# TASK INSTRUCTIONS
Your task is to return the span of lines beginning at the one with "Locate every instance of the tall" and ending at the last line of the data, exactly as it stands.

# DATASET CONTENT
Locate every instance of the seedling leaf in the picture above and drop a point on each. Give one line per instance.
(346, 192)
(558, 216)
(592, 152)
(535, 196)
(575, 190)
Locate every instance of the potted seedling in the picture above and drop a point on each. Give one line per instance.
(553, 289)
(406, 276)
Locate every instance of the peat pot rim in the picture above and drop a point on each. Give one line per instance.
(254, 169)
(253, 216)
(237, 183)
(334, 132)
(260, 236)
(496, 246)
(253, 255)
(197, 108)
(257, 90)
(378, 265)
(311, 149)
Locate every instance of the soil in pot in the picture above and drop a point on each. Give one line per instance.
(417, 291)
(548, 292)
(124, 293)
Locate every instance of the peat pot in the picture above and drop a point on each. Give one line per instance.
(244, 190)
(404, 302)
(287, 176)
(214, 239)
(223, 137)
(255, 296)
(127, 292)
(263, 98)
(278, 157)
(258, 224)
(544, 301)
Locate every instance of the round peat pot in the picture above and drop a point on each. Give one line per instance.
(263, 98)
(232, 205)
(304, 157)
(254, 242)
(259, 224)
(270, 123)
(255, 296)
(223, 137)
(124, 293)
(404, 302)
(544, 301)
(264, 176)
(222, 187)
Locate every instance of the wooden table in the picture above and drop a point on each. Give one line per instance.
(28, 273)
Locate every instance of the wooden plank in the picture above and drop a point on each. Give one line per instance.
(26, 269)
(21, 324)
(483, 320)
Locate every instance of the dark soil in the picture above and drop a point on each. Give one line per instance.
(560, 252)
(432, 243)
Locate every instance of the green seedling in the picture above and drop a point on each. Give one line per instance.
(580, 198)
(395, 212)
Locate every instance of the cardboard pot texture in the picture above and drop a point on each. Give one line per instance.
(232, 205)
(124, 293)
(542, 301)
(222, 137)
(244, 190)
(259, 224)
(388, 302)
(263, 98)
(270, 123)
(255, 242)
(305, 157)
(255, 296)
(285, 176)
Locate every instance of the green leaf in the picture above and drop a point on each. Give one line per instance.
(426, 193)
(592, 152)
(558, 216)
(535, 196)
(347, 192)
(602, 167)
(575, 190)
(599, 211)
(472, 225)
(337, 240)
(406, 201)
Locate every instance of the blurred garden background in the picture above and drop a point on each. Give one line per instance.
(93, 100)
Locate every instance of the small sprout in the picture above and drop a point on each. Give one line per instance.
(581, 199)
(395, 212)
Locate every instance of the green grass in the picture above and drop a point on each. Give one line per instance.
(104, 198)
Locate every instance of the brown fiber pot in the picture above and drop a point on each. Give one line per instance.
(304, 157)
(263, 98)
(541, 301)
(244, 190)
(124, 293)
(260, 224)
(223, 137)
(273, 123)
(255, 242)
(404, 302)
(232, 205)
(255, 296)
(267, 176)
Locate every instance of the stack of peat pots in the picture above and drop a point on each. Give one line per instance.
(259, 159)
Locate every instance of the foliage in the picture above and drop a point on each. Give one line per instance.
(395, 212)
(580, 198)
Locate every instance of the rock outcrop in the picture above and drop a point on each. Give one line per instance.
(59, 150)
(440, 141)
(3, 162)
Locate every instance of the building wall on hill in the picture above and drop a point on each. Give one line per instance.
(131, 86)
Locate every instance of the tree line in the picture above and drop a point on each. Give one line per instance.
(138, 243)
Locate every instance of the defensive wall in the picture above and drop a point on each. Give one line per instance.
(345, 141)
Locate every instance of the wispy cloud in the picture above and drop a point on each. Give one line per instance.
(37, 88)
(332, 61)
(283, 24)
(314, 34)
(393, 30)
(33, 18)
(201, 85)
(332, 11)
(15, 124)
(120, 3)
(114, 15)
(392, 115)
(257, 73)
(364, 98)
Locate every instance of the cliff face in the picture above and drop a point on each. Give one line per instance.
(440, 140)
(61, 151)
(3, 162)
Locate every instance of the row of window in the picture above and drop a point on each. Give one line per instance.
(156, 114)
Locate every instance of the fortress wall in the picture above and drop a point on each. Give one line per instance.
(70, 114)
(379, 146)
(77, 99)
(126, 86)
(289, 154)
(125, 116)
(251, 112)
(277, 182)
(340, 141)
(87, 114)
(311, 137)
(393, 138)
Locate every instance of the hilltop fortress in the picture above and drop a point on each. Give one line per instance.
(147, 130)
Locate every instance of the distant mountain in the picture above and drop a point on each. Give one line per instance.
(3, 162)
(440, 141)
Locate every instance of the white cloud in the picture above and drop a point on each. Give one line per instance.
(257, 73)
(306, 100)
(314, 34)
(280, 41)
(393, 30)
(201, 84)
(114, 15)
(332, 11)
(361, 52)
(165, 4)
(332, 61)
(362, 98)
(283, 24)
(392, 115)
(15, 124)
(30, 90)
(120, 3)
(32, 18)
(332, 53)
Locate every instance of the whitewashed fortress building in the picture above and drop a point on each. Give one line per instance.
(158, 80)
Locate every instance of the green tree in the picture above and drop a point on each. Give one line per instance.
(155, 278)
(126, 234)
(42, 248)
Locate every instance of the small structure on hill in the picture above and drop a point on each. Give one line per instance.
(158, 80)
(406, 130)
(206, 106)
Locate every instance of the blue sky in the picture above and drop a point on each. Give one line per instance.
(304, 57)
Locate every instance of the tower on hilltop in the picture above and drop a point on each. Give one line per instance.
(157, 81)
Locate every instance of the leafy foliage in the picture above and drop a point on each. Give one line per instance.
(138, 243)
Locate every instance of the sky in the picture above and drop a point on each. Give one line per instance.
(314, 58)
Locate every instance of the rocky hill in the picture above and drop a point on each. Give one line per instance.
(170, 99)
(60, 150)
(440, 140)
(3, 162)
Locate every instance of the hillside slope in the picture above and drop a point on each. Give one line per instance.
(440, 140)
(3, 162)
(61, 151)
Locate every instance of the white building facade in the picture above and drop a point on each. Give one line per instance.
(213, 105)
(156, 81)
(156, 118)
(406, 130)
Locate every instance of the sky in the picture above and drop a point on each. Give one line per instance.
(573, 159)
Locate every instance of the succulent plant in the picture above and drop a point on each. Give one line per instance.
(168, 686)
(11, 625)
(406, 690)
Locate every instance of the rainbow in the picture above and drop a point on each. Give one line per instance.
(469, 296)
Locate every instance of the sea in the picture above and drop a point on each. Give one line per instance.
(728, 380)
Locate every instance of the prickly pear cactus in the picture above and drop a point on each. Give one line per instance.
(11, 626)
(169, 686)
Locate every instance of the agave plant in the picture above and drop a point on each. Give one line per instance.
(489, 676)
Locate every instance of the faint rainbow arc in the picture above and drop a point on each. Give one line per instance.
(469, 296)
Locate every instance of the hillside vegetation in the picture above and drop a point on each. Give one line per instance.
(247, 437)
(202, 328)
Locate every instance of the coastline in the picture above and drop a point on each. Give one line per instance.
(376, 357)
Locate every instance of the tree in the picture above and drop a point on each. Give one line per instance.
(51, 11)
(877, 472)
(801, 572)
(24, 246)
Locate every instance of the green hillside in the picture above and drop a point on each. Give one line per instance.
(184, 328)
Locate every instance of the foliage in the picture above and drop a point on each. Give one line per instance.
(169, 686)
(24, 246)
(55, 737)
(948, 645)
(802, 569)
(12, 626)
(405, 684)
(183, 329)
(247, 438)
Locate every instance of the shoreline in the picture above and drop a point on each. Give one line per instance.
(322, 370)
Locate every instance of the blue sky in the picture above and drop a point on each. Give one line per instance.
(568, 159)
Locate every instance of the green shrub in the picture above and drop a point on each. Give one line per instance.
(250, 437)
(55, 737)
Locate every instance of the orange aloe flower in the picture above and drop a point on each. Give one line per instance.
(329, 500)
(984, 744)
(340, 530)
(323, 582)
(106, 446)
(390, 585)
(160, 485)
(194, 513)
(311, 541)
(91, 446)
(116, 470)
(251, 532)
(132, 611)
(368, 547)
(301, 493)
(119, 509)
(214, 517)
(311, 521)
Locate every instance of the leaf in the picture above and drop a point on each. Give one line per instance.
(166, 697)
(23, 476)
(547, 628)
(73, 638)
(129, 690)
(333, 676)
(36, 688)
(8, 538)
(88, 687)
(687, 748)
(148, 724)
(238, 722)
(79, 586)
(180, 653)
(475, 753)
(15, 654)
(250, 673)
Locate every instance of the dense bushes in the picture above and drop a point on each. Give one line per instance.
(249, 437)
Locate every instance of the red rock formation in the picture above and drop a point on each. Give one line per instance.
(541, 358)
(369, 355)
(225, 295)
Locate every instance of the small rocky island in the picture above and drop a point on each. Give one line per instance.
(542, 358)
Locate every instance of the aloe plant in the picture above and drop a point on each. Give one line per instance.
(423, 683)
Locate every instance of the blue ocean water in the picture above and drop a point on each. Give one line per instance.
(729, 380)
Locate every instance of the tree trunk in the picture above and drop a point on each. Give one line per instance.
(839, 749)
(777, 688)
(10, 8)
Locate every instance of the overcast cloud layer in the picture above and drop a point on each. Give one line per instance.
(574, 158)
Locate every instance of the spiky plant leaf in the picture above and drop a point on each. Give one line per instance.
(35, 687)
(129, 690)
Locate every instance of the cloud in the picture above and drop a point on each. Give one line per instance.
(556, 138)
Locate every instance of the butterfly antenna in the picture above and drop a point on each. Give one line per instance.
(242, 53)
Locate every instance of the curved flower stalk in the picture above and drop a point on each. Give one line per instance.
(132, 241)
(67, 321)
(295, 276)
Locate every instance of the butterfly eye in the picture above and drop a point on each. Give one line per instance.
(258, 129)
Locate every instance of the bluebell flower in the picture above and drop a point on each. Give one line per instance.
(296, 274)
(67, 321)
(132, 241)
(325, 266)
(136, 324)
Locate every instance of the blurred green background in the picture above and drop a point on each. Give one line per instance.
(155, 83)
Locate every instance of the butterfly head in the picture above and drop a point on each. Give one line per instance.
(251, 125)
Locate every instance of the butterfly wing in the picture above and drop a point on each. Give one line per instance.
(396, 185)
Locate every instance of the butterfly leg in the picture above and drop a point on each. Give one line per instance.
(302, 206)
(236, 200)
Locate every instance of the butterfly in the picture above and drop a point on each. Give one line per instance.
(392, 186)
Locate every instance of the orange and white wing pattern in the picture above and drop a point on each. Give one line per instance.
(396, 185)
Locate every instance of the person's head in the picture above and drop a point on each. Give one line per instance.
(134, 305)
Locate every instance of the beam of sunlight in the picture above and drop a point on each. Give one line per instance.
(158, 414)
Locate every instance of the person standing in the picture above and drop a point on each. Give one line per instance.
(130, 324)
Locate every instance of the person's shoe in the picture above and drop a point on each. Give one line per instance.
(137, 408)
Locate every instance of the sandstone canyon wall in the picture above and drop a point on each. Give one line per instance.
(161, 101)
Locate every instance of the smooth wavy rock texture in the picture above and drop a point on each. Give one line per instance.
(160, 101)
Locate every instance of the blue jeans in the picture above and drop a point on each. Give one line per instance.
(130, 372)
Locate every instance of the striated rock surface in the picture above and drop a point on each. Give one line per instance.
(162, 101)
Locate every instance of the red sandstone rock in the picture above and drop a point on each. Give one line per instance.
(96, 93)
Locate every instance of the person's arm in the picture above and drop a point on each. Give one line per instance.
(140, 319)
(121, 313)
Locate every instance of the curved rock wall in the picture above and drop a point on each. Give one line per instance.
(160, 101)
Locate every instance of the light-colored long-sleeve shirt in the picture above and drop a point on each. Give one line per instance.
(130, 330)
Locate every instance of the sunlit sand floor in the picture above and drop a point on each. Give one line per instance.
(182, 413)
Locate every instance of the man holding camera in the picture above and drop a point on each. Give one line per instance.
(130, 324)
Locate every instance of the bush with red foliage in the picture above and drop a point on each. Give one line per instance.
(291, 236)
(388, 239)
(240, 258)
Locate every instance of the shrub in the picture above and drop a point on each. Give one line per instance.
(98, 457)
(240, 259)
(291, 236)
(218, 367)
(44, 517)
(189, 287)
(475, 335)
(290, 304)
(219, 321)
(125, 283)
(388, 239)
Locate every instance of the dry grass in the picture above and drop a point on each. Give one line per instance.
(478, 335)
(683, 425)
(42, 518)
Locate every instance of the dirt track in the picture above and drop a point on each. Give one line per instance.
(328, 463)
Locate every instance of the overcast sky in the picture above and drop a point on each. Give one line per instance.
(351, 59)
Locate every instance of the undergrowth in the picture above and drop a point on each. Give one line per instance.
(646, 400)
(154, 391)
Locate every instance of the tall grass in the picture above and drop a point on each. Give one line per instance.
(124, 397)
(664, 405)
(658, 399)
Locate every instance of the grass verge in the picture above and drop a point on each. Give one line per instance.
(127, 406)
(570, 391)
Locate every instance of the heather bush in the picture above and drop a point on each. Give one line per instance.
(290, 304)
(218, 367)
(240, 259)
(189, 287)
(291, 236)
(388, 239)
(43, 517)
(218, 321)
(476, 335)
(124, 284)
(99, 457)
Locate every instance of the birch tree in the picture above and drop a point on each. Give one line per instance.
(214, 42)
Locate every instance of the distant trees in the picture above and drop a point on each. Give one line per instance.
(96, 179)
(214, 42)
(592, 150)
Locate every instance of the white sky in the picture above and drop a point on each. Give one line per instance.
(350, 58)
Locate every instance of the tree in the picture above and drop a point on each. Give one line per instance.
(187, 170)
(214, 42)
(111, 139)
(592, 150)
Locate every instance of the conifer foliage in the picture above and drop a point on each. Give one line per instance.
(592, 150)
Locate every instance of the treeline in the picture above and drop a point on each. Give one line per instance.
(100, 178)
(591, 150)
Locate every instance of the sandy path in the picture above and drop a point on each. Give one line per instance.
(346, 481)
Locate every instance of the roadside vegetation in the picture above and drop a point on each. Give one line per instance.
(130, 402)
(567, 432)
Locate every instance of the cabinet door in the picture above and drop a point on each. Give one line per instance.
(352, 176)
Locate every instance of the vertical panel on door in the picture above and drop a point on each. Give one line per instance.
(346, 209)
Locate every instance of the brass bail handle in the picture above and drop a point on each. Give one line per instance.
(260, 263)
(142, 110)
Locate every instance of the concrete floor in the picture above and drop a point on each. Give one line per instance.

# COMPLETED EXERCISE
Locate every instance of the tall grass in the picture above and drop a point on each. Give one line per instance.
(124, 397)
(664, 405)
(658, 399)
Locate every instance of the grass verge in the picture above and drop a point on each. Give one line per instance.
(127, 406)
(570, 391)
Locate every instance of the heather bush in the picture above and drop a point on each. Give one line per instance.
(290, 304)
(218, 367)
(240, 259)
(189, 287)
(291, 236)
(388, 239)
(43, 517)
(218, 321)
(476, 335)
(124, 284)
(99, 457)
Locate every instance of the birch tree in the picture above and drop a point on each. Give one line per instance.
(214, 42)
Locate every instance of the distant trees in the picture above and drop a point on each. Give one line per instance.
(96, 179)
(214, 42)
(592, 150)
Locate every instance of the white sky in the picture above and drop a point on each. Give one line per instance.
(350, 58)
Locate every instance of the tree in the picture above and drop a point on each. Give one line per instance.
(187, 170)
(214, 42)
(111, 139)
(592, 150)
Locate every instance of the conifer foliage in the picture above and drop a point on each. Give one line per instance.
(592, 150)
Locate every instance of the treeline in the picture above and drop a point on each. Give one line per instance.
(100, 178)
(591, 150)
Locate every instance of the sandy path in the picture above and drop a point on each. Give one line per instance.
(346, 481)
Locate every instance of the roadside vegetation in the picture above and drop a point on each. Give one line per instance.
(130, 402)
(567, 432)
Locate every instance of the cabinet door in the picture above and drop a point on each. Give one line per instance.
(352, 176)
Locate every instance of the vertical panel on door in the picture above and drop a point on each. Give one line per instance.
(346, 209)
Locate every instance of the brass bail handle in the picture above and drop a point on each. Give one line per instance.
(260, 263)
(142, 110)
Locate every instance of the concrete floor in the picture above and drop a point on each. Give one line per instance.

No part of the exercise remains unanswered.